Text for analysis >>
= = = = = = =

We decided to control most visual properties via user-adjustable options with reasonable defaults. For example, different node shapes are used to distinguish the mutated residues in both the parent and the defective protein (Figure 3). Additionally, several visual styles are offered that map different functional and structural information on the views so that the user sees the distribution of corresponding values for the whole protein. Dark colors usually correspond to significant values such as strong hydrophobicity, large solvent accessible surface area or high number of changed residue interactions (Figure 4). For evolutionary conservation, the pink-to-turquoise coloring as applied by ConSurf-DB is used (Figure 5).
The visual cues are particularly useful for illustrating the changes in residue interactions due to the mutations in the comparison network view generated from the alignment of the respective sequences in UCSF Chimera. Residue interactions that are either lost or gained upon mutation are highlighted by differently colored and shaped lines (Figure 4). Residues that cannot be aligned are depicted by nodes with different node borders.
Linkage and coordination of views
To ease the user's cognitive load when switching between different views and tools, we link them in multiple important ways. For an interactive exploration, we implemented a global selection concept, that is, the selection of elements in one view leads to the immediate selection of their corresponding representatives in all other views. Our linkage concept also ensures the consistent use of information mapping and similar cues over all views, particularly, regarding the usage of colors.

= = = = = = =

Source information >>
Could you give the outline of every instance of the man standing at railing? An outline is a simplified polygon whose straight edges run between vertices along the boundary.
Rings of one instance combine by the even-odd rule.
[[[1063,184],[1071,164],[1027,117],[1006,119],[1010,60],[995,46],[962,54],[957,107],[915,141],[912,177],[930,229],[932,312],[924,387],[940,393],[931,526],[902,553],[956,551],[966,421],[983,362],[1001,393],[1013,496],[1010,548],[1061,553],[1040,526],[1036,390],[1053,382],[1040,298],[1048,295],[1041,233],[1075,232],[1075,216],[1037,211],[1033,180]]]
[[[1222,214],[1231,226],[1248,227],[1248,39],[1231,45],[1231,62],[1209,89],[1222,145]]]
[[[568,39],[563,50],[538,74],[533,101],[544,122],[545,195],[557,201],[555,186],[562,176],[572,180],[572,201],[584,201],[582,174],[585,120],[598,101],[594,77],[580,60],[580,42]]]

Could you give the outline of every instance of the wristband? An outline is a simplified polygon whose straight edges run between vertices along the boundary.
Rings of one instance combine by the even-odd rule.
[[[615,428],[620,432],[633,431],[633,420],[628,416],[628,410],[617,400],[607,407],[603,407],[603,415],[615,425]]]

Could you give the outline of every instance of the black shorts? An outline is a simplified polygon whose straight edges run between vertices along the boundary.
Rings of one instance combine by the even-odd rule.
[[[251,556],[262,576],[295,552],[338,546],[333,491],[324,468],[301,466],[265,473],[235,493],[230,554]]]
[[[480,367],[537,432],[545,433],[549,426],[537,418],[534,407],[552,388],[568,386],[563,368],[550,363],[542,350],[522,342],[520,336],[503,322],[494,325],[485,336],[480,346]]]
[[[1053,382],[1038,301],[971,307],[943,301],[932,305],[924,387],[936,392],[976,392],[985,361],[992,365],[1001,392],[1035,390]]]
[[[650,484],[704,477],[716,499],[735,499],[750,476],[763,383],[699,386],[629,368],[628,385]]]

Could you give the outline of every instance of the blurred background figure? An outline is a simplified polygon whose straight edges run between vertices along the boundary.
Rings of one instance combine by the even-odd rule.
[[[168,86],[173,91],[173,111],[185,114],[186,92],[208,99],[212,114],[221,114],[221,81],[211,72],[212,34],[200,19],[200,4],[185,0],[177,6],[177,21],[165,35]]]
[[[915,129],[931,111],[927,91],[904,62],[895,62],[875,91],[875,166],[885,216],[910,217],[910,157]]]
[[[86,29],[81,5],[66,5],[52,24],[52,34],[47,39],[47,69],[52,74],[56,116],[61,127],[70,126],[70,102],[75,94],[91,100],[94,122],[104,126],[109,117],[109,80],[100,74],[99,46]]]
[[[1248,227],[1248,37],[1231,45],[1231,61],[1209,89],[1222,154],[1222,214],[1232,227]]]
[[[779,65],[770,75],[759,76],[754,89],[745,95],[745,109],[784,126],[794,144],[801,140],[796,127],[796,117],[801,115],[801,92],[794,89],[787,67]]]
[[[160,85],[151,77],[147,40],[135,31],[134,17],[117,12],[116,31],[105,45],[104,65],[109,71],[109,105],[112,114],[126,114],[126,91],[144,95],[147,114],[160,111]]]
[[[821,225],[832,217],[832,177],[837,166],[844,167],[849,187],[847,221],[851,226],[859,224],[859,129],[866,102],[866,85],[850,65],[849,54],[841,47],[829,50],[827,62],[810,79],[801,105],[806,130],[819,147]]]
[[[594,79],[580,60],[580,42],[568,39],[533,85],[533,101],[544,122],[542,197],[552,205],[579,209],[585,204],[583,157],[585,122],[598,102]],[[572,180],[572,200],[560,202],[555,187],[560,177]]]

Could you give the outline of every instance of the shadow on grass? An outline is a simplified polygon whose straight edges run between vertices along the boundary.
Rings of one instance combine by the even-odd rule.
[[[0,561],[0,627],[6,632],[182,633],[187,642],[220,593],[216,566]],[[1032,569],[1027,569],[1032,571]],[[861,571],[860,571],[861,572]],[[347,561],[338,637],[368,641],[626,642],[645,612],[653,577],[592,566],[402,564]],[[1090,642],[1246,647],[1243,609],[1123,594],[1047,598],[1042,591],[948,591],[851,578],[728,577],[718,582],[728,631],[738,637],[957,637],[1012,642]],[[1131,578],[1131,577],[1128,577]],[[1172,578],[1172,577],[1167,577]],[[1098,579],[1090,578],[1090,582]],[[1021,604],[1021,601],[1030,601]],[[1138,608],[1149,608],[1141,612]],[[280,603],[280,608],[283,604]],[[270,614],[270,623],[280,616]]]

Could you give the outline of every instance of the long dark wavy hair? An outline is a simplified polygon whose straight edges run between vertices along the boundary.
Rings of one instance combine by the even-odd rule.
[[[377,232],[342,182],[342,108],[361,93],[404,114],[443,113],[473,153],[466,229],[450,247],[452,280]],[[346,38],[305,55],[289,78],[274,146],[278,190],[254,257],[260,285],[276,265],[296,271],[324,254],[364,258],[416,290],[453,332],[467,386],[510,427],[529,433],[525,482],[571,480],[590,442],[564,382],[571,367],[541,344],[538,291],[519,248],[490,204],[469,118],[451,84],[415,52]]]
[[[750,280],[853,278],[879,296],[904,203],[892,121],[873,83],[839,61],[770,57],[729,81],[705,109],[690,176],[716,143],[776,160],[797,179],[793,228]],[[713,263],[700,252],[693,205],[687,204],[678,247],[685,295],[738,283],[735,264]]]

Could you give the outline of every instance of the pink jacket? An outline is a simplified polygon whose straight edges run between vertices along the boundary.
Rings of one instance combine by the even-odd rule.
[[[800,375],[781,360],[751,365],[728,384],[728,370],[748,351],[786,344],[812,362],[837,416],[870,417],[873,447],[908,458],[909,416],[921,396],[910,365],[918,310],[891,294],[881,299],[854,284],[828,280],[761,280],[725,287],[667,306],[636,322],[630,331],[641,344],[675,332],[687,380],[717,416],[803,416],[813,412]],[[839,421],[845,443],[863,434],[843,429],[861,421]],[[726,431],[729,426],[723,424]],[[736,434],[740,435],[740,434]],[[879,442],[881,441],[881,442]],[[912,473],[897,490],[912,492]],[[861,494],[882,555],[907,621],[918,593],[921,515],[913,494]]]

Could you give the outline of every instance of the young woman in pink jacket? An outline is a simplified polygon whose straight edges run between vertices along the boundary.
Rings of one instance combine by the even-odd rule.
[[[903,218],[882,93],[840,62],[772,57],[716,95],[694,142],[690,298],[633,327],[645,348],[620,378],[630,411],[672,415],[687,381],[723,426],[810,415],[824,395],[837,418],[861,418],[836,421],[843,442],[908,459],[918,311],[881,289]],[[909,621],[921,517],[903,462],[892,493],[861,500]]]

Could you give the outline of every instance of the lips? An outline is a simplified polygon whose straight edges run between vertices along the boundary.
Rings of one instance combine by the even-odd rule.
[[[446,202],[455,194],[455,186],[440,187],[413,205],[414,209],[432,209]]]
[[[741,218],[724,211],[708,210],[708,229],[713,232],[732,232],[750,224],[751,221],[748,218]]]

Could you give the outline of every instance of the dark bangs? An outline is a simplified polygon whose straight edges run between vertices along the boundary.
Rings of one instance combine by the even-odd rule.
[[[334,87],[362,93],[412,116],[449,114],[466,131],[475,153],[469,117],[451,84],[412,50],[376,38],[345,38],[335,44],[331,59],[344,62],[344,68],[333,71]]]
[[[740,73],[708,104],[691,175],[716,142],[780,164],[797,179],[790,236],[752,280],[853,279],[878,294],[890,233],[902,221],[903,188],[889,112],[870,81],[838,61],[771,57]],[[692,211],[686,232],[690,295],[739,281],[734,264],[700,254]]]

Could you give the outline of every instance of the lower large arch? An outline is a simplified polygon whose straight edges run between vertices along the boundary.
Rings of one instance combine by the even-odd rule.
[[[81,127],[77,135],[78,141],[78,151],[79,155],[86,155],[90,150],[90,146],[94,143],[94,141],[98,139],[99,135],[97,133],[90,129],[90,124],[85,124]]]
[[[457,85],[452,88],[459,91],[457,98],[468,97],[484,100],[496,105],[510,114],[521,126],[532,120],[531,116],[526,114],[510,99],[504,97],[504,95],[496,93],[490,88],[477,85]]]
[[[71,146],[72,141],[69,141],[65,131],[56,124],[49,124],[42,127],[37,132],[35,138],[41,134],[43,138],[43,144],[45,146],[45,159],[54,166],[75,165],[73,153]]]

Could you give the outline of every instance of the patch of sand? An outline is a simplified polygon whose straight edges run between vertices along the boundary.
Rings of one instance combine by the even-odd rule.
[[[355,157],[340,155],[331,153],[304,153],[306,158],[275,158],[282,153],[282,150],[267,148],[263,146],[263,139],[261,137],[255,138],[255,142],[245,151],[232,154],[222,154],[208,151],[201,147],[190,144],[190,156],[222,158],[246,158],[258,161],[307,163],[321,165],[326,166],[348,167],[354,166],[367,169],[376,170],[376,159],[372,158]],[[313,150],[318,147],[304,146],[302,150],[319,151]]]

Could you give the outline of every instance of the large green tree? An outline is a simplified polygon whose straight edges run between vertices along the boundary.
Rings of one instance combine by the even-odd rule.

= = = = = = =

List of tasks >>
**a)** In the passage on visualizing protein mutations, what coloring is used for evolutionary conservation?
**b)** Transcribe the part of the passage on visualizing protein mutations starting at "The visual cues" and ending at "different node borders.".
**c)** Go on with the passage on visualizing protein mutations from the point where it stops.

Expected outputs >>
**a)** The pink-to-turquoise coloring applied by ConSurf-DB.

**b)**
The visual cues are particularly useful for illustrating the changes in residue interactions due to the mutations in the comparison network view generated from the alignment of the respective sequences in UCSF Chimera. Residue interactions that are either lost or gained upon mutation are highlighted by differently colored and shaped lines (Figure 4). Residues that cannot be aligned are depicted by nodes with different node borders.

**c)**
Further coordination is achieved due to the synchronized orientation and location of the graphical representations in the different views. For instance, the user can freely explore the 3D structure within the UCSF Chimera window, e.g. by rotating the protein structure. The network view can then be adjusted according to the new orientation of the rotated structure by applying the 3D-structure based RIN layout described above.
In order to implement the full linkage between Cytoscape and UCSF Chimera, we made use of their new software versions. We also ported the plugins RINalyzer and structureViz to work with Cytoscape 3, which also allowed us to link them closely. For example, while the direct communication between Cytoscape and UCSF Chimera is handled by structureViz, the structure-based layout algorithm is implemented in RINalyzer and invokes structureViz to retrieve the current spatial coordinates.